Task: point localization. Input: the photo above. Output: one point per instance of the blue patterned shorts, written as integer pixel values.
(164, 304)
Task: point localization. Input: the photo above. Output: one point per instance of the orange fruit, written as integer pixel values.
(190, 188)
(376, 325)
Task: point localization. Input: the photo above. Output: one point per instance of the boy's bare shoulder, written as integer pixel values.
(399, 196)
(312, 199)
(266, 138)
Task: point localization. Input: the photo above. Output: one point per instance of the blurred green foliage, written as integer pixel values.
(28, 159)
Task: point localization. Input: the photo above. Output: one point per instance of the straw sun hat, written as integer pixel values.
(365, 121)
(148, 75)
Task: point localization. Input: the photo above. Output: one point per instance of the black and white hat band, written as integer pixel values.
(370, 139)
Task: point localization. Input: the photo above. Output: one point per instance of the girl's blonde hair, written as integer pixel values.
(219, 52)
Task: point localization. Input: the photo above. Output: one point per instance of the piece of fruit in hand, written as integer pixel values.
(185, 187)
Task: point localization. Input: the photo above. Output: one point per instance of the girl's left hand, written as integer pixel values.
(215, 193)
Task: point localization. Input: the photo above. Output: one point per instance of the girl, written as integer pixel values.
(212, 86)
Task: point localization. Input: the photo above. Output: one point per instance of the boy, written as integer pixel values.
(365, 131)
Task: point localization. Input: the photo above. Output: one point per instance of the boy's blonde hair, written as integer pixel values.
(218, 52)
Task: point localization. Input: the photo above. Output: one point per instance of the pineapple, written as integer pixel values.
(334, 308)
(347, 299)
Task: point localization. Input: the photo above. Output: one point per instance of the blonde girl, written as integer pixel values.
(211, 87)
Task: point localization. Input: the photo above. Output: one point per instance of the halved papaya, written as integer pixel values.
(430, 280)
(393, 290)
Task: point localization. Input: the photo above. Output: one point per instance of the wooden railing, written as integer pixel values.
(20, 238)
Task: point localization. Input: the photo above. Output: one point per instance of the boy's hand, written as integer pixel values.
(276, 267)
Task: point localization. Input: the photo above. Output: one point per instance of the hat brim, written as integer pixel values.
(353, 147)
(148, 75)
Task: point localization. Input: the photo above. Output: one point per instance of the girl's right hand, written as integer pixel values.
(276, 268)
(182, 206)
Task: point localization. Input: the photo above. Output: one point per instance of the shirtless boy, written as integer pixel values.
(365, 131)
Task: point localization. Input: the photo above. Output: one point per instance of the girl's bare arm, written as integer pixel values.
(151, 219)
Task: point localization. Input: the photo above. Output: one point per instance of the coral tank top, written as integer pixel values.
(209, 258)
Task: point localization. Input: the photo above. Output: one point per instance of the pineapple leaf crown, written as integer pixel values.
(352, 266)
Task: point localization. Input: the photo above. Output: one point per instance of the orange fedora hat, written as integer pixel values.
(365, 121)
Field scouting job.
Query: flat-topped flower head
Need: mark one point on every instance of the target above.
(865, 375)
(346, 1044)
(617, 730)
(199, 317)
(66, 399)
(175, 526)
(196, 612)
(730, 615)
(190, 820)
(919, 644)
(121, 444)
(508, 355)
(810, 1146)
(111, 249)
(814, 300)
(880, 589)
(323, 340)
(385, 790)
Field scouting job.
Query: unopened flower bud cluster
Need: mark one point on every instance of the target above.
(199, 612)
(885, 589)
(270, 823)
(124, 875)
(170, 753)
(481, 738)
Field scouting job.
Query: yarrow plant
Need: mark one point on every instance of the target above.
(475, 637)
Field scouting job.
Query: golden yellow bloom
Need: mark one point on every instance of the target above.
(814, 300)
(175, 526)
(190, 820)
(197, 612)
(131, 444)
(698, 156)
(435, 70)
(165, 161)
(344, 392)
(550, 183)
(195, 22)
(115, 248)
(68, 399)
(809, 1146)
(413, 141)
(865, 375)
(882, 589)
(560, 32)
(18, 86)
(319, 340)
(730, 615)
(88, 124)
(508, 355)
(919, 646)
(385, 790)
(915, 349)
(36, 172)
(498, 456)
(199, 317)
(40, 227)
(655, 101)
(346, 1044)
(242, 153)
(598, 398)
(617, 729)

....

• [Task instructions]: Would you write out the whole listing word for word?

• [Finished task]:
Task: point localization. Input: the photo above. Output: one point per instance of the blue patterned shorts, written as integer pixel values.
(164, 304)
Task: point localization. Input: the photo above. Output: one point per instance of the orange fruit, written as integer pixel values.
(190, 188)
(376, 325)
Task: point localization. Input: the photo above. Output: one point per instance of the boy's bare shoulder, written as integer pixel values.
(399, 196)
(312, 199)
(266, 138)
Task: point localization. Input: the photo above. Output: one point per instance of the blurred green foliage, written as integer pixel values.
(28, 159)
Task: point localization. Input: the photo above. Output: one point per instance of the straw sun hat, written as integer pixel values.
(365, 121)
(148, 75)
Task: point localization. Input: the photo above. Output: one point per instance of the black and white hat band, written as integer pixel values.
(370, 139)
Task: point localization. Input: the photo above. Output: one point per instance of the girl's blonde hair, written as integer pixel values.
(219, 52)
Task: point localization. Input: the photo above. Output: one point per instance of the piece of fruit in hand, written as integer pixel values.
(185, 187)
Task: point localization. Input: the photo above. Output: one point per instance of the girl's left hand, written as integer pixel values.
(215, 193)
Task: point localization. Input: the photo above. Output: one point per instance of the girl, written as integer pixel values.
(212, 86)
Task: point localization. Input: the photo above. Output: one point per instance of the boy, written as integer pixel values.
(365, 131)
Task: point localization. Input: the photo above. Output: one point per instance of the boy's blonde hair, written as integer pixel values.
(218, 52)
Task: point localization. Input: the photo above. Output: one point per instance of the pineapple, written as integer pixel values.
(334, 308)
(347, 299)
Task: point localization. Input: the photo above. Output: one point per instance of the blonde girl, written as integer pixel values.
(211, 87)
Task: point localization. Input: the photo above. Output: one point per instance of the halved papaya, written as integer pixel values.
(430, 280)
(393, 290)
Task: point localization. Input: the photo above. Output: one point per instance of the wooden railing, written as integer pixel values.
(20, 238)
Task: point localization. Input: the photo above. Output: one point per instance of the boy's hand, written as integer pixel values.
(276, 267)
Task: point localization. Input: the photo above. Output: one point per instance of the hat brim, written as integer pixel values.
(353, 147)
(148, 75)
Task: point localization. Input: the photo above. Output: one point per instance of the girl's right hand, written as integer pixel values.
(276, 268)
(182, 206)
Task: point localization. Input: the photo above. Output: one point per instance of the shirtless boy, written as integer pixel values.
(365, 131)
Task: point localization. Input: the photo above. Output: one point per instance of the girl's bare arm, written as integer pixel values.
(151, 219)
Task: point localization. Input: the photo above. Output: one point per instance of the coral tank top, written as integer pixel values.
(209, 258)
Task: point localization. Input: the photo above. Output: one point per instance of the pineapple leaf crown, written as integer pixel values.
(352, 266)
Task: point localization. Input: the photo above. Output: one point per instance of the orange fedora hat, written as integer pixel values.
(365, 121)
Field scouting job.
Query: flat-topped flower head
Need: mark one point on every instance of the target above.
(865, 375)
(346, 1044)
(617, 730)
(199, 317)
(66, 399)
(175, 526)
(196, 612)
(730, 615)
(190, 820)
(919, 644)
(121, 444)
(508, 355)
(810, 1146)
(111, 249)
(814, 300)
(880, 589)
(323, 340)
(385, 790)
Field scouting job.
Query: unopened flower bud cluster
Need: mark one point on every instance of the target above.
(199, 612)
(885, 589)
(270, 823)
(124, 875)
(170, 753)
(481, 738)
Field scouting job.
Query: yarrow plant
Need: mark one point on every instance of the target above.
(475, 637)
Field scouting job.
Query: golden yellow bloom
Need: mark one point on every instance of the target above.
(814, 300)
(175, 526)
(190, 820)
(197, 612)
(131, 444)
(698, 156)
(435, 70)
(165, 161)
(344, 392)
(550, 183)
(195, 22)
(115, 248)
(68, 399)
(809, 1146)
(413, 141)
(865, 375)
(882, 589)
(560, 32)
(18, 86)
(319, 340)
(730, 615)
(88, 124)
(508, 355)
(919, 646)
(385, 790)
(915, 349)
(36, 172)
(498, 456)
(199, 317)
(40, 227)
(655, 101)
(346, 1044)
(242, 153)
(598, 398)
(617, 729)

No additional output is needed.